TEXTE SOURCE
....................
Désormais, la mécanique RPA semble bien lancée chez Nielsen et la responsable doit étoffer son équipe de développeurs RPA, afin de pouvoir faire face à une demande des métiers qui connaît une croissance exponentielle. « Nous sommes maintenant en phase avec notre objectif initial d’avoir un impact significatif à l’échelle de l’entreprise. »
Les recettes d’un succès tardif mais significatif
Parmi les leçons tirées par Deborah Fassi de ce projet avec UiPath, la responsable place en première position le changement culturel introduit par les RPA. Pour la responsable rompue aux techniques de BPI (Business Process Improvement) et au Lean Management, le RPA vient bousculer les habitudes en termes d’optimisation des processus et il faut désormais penser à la fois Lean et RPA.
Deborah FassiSenior Vice President Transformation & Automation, Nielsen
Autre point-clé dans la réussite d’un projet RPA, l’implication de la DSI et des équipes techniques. Dès le lancement du projet la responsable de la transformation a obtenu l’accord du CTO de Nielsen qui a alloué des ressources au projet. Néanmoins, impliquer la cybersécurité et l’IT a demandé du temps et il a fallu environ 1 an pour que le projet RPA se libère véritablement des contraintes IT. Deborah Fassi ajoute : « Il est intéressant de connecter les RPA avec d’autres types d’outils. Nos développeurs ont ainsi créé un robot qui passe des appels téléphoniques, notamment pour des tâches de maintenance de nuit sur certains de nos outils. »
....................
CONSIGNE 1
D'après le texte source, combien de temps a-t-il fallu pour que le projet RPA se libère véritablement des contraintes IT ?
CONSIGNE 2
Extrayez chaque ligne contenant la chaîne « windshield ». La casse compte.
....................
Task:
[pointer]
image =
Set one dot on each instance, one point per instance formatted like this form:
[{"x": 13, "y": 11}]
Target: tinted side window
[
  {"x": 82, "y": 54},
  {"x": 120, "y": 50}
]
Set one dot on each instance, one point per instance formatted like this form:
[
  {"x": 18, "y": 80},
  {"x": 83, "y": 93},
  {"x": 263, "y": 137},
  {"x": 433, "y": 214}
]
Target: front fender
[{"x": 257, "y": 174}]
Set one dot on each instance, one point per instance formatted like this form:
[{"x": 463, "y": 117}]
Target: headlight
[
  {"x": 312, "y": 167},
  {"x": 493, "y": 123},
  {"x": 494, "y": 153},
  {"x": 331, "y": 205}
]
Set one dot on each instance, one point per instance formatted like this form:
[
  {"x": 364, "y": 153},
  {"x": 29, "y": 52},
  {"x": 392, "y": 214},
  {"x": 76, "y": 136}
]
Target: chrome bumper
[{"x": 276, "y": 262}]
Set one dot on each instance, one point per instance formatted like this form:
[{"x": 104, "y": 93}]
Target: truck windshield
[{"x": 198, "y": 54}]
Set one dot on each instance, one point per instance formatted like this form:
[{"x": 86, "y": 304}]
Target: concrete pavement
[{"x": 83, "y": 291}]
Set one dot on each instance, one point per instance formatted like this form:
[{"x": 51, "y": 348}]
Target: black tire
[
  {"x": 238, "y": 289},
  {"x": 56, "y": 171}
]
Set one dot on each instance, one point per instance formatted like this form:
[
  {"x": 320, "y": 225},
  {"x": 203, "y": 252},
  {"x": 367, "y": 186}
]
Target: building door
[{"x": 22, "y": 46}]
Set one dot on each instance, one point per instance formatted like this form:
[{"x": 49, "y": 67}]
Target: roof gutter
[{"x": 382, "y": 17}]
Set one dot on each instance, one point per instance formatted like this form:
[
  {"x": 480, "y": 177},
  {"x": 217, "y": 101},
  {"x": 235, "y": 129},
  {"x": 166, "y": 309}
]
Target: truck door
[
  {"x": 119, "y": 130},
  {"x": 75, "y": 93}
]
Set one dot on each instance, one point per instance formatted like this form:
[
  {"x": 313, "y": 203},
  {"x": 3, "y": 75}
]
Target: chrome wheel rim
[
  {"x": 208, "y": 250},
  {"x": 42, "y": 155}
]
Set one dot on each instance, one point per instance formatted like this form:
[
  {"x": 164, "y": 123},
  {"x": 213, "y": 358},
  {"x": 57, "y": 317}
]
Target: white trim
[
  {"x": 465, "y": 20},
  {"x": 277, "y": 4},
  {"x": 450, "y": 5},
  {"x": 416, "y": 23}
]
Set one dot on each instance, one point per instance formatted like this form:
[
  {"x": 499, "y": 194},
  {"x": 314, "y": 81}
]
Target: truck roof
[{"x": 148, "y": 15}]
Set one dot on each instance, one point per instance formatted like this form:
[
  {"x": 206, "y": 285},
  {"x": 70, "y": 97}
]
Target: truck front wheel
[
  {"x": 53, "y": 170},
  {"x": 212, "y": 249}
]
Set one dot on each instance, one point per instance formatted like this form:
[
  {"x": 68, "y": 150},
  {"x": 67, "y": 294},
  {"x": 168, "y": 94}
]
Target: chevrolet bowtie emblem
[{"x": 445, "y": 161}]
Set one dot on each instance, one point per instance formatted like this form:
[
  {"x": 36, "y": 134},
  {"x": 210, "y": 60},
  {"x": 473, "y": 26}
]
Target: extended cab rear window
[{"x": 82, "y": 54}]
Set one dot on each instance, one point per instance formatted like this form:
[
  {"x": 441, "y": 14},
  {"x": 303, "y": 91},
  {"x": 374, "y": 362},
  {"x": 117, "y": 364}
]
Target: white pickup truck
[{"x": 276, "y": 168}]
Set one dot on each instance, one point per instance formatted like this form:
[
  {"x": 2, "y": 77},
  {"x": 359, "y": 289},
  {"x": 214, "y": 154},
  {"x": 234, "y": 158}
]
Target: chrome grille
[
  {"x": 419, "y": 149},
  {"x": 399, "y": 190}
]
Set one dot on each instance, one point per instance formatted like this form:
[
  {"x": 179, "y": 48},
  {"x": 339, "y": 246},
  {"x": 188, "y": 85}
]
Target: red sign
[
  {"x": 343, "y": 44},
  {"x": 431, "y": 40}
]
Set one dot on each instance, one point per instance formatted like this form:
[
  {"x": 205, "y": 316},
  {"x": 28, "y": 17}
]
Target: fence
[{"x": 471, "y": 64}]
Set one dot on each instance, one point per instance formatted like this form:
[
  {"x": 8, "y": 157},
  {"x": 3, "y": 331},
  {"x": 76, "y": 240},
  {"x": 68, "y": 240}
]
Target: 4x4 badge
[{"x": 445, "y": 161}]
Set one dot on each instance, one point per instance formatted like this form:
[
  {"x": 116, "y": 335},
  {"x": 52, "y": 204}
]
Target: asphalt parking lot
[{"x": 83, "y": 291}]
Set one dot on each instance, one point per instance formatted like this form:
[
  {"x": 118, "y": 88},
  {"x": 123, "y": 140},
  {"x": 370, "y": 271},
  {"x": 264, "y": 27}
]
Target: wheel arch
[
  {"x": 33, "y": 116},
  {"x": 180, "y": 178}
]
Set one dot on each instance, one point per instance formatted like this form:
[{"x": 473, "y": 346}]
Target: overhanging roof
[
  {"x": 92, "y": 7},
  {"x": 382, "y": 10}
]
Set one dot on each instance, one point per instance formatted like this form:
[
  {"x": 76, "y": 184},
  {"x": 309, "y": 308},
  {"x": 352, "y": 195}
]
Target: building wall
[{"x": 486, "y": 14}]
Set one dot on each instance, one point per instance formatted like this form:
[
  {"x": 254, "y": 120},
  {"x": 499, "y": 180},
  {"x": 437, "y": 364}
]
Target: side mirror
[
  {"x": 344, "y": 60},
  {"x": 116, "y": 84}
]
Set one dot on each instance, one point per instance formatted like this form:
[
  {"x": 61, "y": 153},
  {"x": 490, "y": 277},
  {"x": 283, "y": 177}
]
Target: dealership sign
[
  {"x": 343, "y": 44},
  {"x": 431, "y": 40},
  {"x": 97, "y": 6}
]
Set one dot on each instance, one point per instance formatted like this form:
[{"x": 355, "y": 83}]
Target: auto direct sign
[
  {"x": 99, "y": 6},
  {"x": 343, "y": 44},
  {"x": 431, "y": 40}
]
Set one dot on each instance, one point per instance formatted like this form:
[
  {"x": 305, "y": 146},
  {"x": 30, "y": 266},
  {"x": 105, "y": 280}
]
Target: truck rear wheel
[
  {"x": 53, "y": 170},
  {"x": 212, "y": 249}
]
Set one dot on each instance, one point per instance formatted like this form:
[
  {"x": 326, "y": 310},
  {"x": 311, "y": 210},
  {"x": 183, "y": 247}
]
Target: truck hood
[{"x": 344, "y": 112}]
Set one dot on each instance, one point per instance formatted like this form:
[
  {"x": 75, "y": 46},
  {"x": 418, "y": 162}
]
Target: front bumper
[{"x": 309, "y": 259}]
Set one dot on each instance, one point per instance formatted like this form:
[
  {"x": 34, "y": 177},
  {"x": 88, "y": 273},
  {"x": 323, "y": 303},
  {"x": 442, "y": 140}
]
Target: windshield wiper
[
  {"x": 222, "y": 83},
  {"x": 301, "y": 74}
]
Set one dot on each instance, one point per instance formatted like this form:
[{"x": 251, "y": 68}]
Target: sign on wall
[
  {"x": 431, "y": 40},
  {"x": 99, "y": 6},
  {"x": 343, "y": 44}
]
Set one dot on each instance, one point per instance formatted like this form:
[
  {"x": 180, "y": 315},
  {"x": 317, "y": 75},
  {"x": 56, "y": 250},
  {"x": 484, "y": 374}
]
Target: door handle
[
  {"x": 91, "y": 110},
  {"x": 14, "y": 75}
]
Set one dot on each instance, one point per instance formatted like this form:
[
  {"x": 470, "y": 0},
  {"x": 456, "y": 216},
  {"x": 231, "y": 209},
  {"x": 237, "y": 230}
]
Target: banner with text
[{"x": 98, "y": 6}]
....................
RÉPONSE COMPLÈTE 1
Il a fallu environ 1 an.

RÉPONSE COMPLÈTE 2
Target: truck windshield
Target: windshield wiper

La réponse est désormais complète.